**Record extracts**

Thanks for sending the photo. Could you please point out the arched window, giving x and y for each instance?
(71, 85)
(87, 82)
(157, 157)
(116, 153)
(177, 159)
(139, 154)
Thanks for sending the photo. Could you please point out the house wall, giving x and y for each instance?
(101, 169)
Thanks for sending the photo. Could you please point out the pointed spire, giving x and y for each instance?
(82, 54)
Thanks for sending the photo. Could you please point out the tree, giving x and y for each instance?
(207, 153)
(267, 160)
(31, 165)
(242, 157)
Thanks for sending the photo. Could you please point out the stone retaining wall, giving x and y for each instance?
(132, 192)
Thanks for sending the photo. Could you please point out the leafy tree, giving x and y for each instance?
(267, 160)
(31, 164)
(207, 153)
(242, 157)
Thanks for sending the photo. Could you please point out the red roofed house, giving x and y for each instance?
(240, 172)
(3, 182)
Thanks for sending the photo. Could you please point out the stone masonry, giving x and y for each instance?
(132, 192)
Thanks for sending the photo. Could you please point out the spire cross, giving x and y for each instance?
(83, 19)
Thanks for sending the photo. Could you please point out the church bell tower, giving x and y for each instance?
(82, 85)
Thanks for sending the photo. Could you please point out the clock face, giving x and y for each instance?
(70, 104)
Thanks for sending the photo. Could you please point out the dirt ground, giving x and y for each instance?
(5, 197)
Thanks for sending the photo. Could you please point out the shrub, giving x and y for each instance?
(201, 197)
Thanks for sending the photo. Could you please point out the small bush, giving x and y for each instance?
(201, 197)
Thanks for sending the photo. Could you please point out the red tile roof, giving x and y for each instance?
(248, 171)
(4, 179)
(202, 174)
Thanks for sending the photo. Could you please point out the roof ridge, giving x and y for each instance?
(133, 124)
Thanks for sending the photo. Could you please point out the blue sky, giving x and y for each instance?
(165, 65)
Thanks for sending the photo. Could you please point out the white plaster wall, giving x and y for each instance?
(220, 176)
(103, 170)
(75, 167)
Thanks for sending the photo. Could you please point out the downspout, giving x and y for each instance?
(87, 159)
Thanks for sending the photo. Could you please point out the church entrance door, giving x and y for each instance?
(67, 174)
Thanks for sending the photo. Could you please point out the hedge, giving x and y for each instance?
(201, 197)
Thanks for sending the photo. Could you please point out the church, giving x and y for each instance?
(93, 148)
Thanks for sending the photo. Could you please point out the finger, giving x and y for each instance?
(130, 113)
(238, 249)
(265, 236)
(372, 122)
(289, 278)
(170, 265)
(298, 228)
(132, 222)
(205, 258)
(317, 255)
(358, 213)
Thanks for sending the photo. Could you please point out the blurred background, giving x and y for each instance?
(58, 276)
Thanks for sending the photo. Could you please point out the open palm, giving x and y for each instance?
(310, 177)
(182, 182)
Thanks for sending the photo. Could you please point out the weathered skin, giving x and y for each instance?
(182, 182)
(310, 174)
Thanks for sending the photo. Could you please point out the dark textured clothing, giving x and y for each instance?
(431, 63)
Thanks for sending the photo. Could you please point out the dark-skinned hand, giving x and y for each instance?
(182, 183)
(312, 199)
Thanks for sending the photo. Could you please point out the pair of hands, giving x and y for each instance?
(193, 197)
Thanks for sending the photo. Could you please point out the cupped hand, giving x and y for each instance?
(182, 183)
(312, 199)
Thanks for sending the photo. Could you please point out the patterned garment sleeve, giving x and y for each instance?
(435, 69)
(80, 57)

**What this task involves**
Print the entire listing above once more, with nothing changed.

**Answer to this task**
Thanks for sending the photo. Could you please point out the arched window, giving x and y for each instance?
(71, 85)
(87, 82)
(157, 157)
(116, 153)
(177, 159)
(139, 154)
Thanks for sending the photo. Could you please point out the house wall, giving x and y for each instance?
(101, 169)
Thanks for sending the photo. Could you please point out the pointed spire, giving x and y for each instance?
(82, 54)
Thanks for sending the photo. Could you please point out the tree, giving x and y for each instance?
(207, 153)
(267, 160)
(31, 165)
(242, 157)
Thanks for sending the photo. Could you please point out the stone retaining wall, giving x and y for each instance?
(132, 192)
Thanks for sending the photo. Could you please point out the leafy tree, giving x and y for each instance?
(267, 160)
(31, 164)
(207, 153)
(242, 157)
Thanks for sending the photo. Could you please point out the red roofed house, giving x and y for each instance?
(240, 172)
(3, 182)
Thanks for sending the photo. Could you please point out the stone masonry, giving x and y for each instance?
(132, 192)
Thanks for sending the photo. Could you please point out the spire cross, giving x and y for each instance?
(83, 19)
Thanks for sending the photo. Could you please point out the church bell tower, giving x and y for each instance?
(82, 85)
Thanks for sending the photo. Could you please point out the clock face, giving x and y for each instance?
(70, 104)
Thanks for sending the photo. Could you please point out the dirt ground, giving x and y for each instance?
(5, 197)
Thanks for sending the photo. Could you please point out the shrub, giving x and y for each instance?
(201, 197)
Thanks for sending the photo. Could you please point out the small bush, giving x and y for each instance?
(201, 197)
Thanks for sending the photo. Could you please point out the red tile roof, giving x and y for each instance?
(248, 171)
(4, 179)
(202, 174)
Thanks for sending the photo. Could you please point out the roof ridge, giving x and y for each instance?
(133, 124)
Thanks for sending the photo. Could you please point out the blue sky, giving x and y for each instance?
(165, 65)
Thanks for sending the photo. Could you please point out the white plaster wall, giving x and y for each instance?
(220, 176)
(103, 170)
(75, 167)
Thanks for sending the photo. Could you please point out the downspout, giving x and y for each instance?
(87, 159)
Thanks for sending the photo. Could you please point out the church entrance door, giving x and y for each instance?
(67, 174)
Thanks for sending the photo. Could you please point out the hedge, giving x and y for each instance?
(201, 197)
Thanks for sending the photo. Could you please point out the church, giving x and y for each instance?
(93, 148)
Thanks for sending the photo. Could you please point out the finger, giving x and y for each instance?
(130, 113)
(238, 249)
(265, 236)
(372, 122)
(289, 278)
(170, 265)
(298, 228)
(132, 222)
(205, 258)
(317, 255)
(358, 213)
Thanks for sending the photo. Could you please point out the blurred background, giving x and y for each instance?
(58, 276)
Thanks for sending the photo. Could you please point out the open palm, giving x and y for each instance?
(310, 177)
(182, 182)
Thanks for sending the photo. Could you please point out the weathered skin, giving x and y for each instance?
(182, 182)
(310, 174)
Thanks for sending the photo. Could you please point out the dark textured clothing, giving x and y for each instance?
(431, 63)
Thanks for sending the photo. Could you please point out the dark-skinned hand, giving x and y for each instance?
(182, 183)
(312, 199)
Thanks for sending the photo. Could you please point out the pair of hands, giving x and y for each instance?
(193, 197)
Thanks for sending the photo. Could you please point out the cupped hand, giving x and y for each instance?
(182, 183)
(312, 199)
Thanks for sending the photo. Could you please point out the patterned garment sleeve, giving x and y for each instance?
(435, 69)
(80, 57)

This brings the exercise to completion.